**GIVEN REQUEST:** Reproduce the data from its first line through the line containing "99 222 110 229", swapping "Scans" for "Searches" everywhere in that span and keeping everything else the same.

**ENTRIES SUPPLIED:**

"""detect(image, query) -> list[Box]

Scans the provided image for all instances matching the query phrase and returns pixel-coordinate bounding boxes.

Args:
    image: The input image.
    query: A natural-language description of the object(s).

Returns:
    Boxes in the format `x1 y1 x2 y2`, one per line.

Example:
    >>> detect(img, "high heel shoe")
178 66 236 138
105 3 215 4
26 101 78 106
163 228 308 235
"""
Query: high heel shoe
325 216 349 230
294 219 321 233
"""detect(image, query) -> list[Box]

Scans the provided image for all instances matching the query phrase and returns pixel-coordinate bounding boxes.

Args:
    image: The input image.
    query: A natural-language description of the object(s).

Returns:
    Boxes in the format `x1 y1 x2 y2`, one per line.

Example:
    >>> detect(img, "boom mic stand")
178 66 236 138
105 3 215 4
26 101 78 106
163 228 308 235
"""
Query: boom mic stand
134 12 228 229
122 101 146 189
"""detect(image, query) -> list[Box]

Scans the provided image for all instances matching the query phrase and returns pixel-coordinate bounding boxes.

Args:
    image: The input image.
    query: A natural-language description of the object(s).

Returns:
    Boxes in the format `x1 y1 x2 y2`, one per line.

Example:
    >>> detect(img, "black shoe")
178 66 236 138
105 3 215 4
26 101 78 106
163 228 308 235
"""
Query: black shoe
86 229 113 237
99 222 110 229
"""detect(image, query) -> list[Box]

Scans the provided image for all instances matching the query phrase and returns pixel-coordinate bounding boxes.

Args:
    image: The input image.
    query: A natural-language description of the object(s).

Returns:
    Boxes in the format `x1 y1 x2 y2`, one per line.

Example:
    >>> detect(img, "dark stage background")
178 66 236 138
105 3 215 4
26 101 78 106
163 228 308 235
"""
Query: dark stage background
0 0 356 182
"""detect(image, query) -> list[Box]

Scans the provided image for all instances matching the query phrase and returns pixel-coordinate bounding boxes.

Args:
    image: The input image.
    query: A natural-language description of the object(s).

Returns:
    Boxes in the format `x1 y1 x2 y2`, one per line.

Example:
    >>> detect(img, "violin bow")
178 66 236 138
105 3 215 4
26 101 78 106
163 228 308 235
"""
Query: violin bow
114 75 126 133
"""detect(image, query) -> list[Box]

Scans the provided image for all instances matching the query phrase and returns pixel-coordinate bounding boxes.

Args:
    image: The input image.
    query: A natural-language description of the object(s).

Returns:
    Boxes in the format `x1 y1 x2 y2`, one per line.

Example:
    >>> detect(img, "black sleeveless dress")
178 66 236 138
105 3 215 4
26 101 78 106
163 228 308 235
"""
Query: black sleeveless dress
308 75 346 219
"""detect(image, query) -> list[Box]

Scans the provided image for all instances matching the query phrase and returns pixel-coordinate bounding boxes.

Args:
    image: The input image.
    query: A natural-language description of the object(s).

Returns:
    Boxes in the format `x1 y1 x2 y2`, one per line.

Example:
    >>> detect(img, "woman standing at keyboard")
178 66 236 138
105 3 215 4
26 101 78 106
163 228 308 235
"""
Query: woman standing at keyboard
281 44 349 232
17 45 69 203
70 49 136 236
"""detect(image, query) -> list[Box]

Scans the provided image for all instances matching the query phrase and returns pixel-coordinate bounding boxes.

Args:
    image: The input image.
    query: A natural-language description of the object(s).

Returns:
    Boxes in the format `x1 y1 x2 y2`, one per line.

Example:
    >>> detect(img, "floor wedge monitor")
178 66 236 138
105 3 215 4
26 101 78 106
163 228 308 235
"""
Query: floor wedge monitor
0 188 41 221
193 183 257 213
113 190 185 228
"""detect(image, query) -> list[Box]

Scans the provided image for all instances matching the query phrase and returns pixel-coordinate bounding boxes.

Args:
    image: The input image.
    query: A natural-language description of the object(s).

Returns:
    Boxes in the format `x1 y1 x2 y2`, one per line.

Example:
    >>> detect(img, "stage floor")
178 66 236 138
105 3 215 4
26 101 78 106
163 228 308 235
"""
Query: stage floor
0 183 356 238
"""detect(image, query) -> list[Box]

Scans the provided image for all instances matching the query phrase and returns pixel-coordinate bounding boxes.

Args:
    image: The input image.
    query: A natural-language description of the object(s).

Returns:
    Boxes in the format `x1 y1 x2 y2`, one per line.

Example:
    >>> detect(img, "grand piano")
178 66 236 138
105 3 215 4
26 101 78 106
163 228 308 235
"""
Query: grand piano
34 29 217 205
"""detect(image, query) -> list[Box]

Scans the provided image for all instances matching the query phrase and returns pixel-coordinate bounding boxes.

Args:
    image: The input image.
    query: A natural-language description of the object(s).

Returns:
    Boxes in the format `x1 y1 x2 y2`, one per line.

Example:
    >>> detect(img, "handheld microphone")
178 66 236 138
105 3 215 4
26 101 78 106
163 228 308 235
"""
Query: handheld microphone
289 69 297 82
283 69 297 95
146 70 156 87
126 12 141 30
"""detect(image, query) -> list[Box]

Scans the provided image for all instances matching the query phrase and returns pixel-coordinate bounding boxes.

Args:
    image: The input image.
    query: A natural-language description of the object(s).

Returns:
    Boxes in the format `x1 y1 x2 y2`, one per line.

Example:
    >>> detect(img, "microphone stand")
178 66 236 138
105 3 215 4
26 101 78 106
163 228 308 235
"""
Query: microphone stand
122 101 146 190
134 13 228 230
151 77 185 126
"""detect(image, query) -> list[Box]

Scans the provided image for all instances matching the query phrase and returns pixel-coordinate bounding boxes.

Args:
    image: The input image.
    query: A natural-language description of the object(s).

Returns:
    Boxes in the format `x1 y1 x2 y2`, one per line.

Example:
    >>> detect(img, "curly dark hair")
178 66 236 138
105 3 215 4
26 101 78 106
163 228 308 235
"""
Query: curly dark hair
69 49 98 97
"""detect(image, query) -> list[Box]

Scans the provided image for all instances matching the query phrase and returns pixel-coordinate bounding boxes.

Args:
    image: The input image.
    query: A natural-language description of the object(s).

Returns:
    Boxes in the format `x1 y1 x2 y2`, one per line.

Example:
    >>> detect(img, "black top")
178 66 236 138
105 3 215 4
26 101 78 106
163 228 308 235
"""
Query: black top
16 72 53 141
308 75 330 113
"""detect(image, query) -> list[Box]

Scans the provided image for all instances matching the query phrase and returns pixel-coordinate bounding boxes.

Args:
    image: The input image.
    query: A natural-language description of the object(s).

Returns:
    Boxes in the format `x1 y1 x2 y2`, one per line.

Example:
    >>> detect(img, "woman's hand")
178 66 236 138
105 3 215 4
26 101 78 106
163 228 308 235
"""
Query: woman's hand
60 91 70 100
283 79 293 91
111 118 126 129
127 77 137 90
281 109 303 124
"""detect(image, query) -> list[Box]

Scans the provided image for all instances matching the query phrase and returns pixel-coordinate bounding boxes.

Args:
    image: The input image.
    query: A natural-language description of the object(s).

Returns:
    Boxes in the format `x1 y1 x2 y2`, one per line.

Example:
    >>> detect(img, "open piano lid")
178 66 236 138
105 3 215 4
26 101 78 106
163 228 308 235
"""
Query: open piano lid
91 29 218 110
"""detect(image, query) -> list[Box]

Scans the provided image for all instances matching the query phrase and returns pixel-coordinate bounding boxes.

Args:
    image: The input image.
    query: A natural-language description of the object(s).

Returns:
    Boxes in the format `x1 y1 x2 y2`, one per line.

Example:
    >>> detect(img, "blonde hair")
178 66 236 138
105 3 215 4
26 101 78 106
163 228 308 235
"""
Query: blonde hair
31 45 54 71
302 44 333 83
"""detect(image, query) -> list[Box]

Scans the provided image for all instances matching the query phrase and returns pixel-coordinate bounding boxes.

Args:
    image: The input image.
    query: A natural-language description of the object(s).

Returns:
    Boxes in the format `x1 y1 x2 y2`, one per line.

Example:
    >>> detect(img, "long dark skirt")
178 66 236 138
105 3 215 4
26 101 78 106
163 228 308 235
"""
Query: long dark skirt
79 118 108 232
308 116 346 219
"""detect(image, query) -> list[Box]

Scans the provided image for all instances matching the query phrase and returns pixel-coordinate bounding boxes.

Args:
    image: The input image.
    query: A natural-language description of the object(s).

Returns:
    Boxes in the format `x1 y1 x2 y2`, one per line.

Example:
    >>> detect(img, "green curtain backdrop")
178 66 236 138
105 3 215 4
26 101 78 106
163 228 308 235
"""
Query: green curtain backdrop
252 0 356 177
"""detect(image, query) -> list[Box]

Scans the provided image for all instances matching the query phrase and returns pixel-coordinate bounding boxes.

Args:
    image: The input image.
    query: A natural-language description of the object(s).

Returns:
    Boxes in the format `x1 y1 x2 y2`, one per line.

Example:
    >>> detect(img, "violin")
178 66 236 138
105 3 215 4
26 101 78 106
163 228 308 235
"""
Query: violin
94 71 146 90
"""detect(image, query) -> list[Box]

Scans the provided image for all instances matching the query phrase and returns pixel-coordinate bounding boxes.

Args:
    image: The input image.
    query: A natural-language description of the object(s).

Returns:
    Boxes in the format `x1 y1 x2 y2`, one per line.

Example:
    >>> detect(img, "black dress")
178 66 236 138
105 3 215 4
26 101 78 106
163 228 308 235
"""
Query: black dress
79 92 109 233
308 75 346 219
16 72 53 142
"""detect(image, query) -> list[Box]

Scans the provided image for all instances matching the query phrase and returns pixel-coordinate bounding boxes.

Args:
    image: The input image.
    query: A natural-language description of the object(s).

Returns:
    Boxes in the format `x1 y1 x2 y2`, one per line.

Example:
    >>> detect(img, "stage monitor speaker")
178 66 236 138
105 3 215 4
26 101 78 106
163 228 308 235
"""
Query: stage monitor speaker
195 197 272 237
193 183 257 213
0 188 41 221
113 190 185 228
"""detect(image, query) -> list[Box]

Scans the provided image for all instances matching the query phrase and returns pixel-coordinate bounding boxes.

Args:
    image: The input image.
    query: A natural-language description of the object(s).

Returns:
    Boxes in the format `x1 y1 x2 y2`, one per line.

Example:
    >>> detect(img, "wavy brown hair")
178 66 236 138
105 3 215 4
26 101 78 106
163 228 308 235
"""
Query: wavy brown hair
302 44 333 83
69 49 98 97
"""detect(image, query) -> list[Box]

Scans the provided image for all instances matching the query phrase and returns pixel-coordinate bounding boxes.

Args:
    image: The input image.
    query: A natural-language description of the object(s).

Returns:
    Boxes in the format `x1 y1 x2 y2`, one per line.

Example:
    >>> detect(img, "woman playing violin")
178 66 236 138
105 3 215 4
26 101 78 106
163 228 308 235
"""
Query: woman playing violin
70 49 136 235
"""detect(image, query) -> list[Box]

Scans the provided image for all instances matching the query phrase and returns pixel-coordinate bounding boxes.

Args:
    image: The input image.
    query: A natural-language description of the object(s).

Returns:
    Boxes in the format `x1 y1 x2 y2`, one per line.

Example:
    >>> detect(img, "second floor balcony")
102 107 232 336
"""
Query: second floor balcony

**TASK SOLUTION:**
"""detect(image, query) -> list[Box]

Searches the provided image for all instances matching the query phrase and returns pixel-coordinate bounding boxes.

Args:
    image: The input image.
    query: A natural-language description of the object(s).

Returns:
    Boxes in the format `x1 y1 x2 y2`, one per line.

Example:
    >>> detect(img, "high heel shoe")
178 66 236 138
105 3 215 4
26 101 78 106
163 228 308 235
"""
Query: high heel shoe
325 216 349 230
294 219 321 233
"""detect(image, query) -> list[Box]

Searches the provided image for all instances matching the query phrase and returns pixel-coordinate bounding boxes.

Args:
    image: The input image.
    query: A natural-language description of the object(s).

Returns:
    Boxes in the format `x1 y1 x2 y2`, one per line.

Example:
    >>> detect(img, "boom mic stand")
178 66 236 138
105 3 215 4
26 101 78 106
163 228 308 235
"""
Query: boom mic stand
134 12 228 229
122 101 146 189
"""detect(image, query) -> list[Box]

Searches the provided image for all instances matching the query phrase and returns pixel-coordinate bounding boxes.

Args:
    image: The input image.
    query: A natural-language description of the object(s).

Returns:
    Boxes in the format `x1 y1 x2 y2`, one per line.

Example:
    >>> detect(img, "black shoe")
178 66 236 138
105 3 215 4
26 101 78 106
163 228 308 235
"""
Query: black shoe
86 229 113 237
99 222 110 229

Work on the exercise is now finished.